Passerelle est une jeune ONG qui vient en aide aux femmes en détresse. L’association a mis en place un abri de nuit qui accueille celles qui n’ont aucun endroit où aller. Beaucoup d’entre elles viennent de milieux difficiles, d’autres pas. La maison, elle, accueille tout le monde sans exception.

Une tragédie. Des histoire poignantes, bouleversantes, dramatiques. Si l’image d’un homme vient le plus souvent à l’esprit lorsqu’on évoque les sans-abri, les femmes sont tout aussi nombreuses à ne pas avoir un toit sur la tête. Leur réalité est douloureuse. Il y a Sharon, 24 ans. Lorsque son mari s’est retrouvé en prison, elle a préféré errer les rues avec son enfant de 6 ans pour éviter que ses parents n’apprennent la vérité et la rejettent. Elle a vécu un calvaire, devait se cacher constamment pour ne pas être prise par les autorités qui lui enlèveraient son enfant, la chose la plus précieuse de sa vie. 

 

Il y a aussi Geeta, sourde et muette, qui a pendant longtemps squatté les rues de Quatre-Bornes, avant de trouver refuge dans l’un des abris de Passerelle. Mais également Priscille, jeune maman qui, pendant un mois, a vécu avec ses cinq enfants sur la plage. Sans un endroit où vivre, son mari et elle avaient fini par installer une petite tente sur la plage en faisant semblant de camper pour ne pas attirer l’attention. Quand il n’y avait plus de quoi manger, il fallait mendier. C’est ça qui a mis la puce à l’oreille des autorités. Un jour, elles ont débarqué pour emmener les enfants. Heureusement, Helena, travailleuse sociale à Passerelle, est venue à la rescousse et les a emmenés à l’abri d’urgence. 

 

Des histoires comme cela, l’équipe de Passerelle en voit tous les jours. Pour venir en aide à ces femmes en détresse, l’association, qui existe depuis un an, a mis en place deux abris de nuit afin de leur offrir un endroit décent où vivre en attendant de se remettre sur pied. Lorsque l’idée de fonder ce centre surgit, Helena, qui a une longue expérience dans le social, accepte sans détour d’en faire partie. «Il y a tellement de femmes dans le besoin. Elles dorment dans la rue, sous un arrêt d’autobus, à l’hôpital, sous une tente à la plage. Pour elles, c’est plus difficile à avouer, c’est aussi plus dangereux à vivre.»

= Travail demandé =
1. Reproduisez le texte sur l'association Passerelle depuis « Passerelle est une » jusqu'à « monde sans exception. » inclus.
2. Prolongez le texte sur l'association Passerelle à partir de sa dernière phrase.
Les données qui viennent après sont sans lien avec le texte.

= Données fournies =
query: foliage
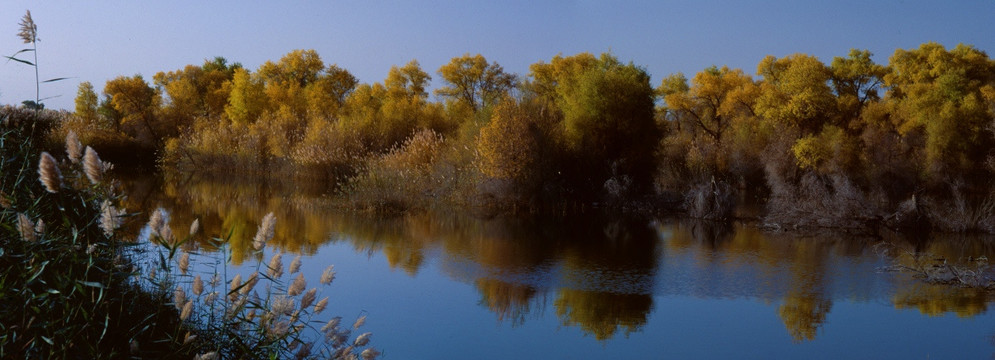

= Réponses par tâche =
1.
Passerelle est une jeune ONG qui vient en aide aux femmes en détresse. L’association a mis en place un abri de nuit qui accueille celles qui n’ont aucun endroit où aller. Beaucoup d’entre elles viennent de milieux difficiles, d’autres pas. La maison, elle, accueille tout le monde sans exception.

2.
Tendre la main

 

Dans la forme, cet endroit n’a rien d’exceptionnel. Par contre, cette maison a un symbole et une mission forte : celle de tendre la main à ces femmes en difficulté, de leur offrir un lieu où dormir et se reposer, se nourrir et prendre soin de leurs enfants. Il s’agit aussi de les accompagner et de les guider vers un meilleur lendemain en les assistant dans leurs démarches administratives pour recevoir de l’aide, trouver du travail et un endroit décent où vivre. 

 

S’en sortir, c’est le grand rêve de Caroline, 23 ans. La dernière fois que nous l’avions rencontrée, elle sortait de prison et avait trouvé refuge dans une résidence dédiée aux anciennes détenues, mise en place par l’association Ki Nou Été. Enceinte au moment d’être emprisonnée pour une histoire d’objets volés qu’elle a toujours niée, Caroline a repassé un an en prison pour une accusation bien plus grave. «Je me suis fait piéger encore une fois. À cause de mes antécédents, on n’a pas voulu me croire et on m’a mise en prison. J’y suis retournée avec ma fille avant d’être blanchie par la Cour il y a une semaine. Depuis, je suis ici.»

 

Avec sa petite fille, âgée de 3 ans, elle espère recommencer une nouvelle vie. À l’abri de nuit, la jeune maman a pu trouver un endroit sain et protégé où vivre avec sa fille en attendant de pouvoir dépendre d’elle-même. Comme les autres femmes qui y vivent, elle est logée, nourrie et blanchie. Elle en a rencontré plusieurs. Certaines ont été mises à la porte par leur mari, d’autres, victimes de violences conjugales, ont décidé de fuir. Il y a celles qui, à cause de la pauvreté ou de problèmes familiaux, n’ont pas de logement. D’autres se retrouvent, comme elle, avec leurs enfants et ont besoin d’être sauvées.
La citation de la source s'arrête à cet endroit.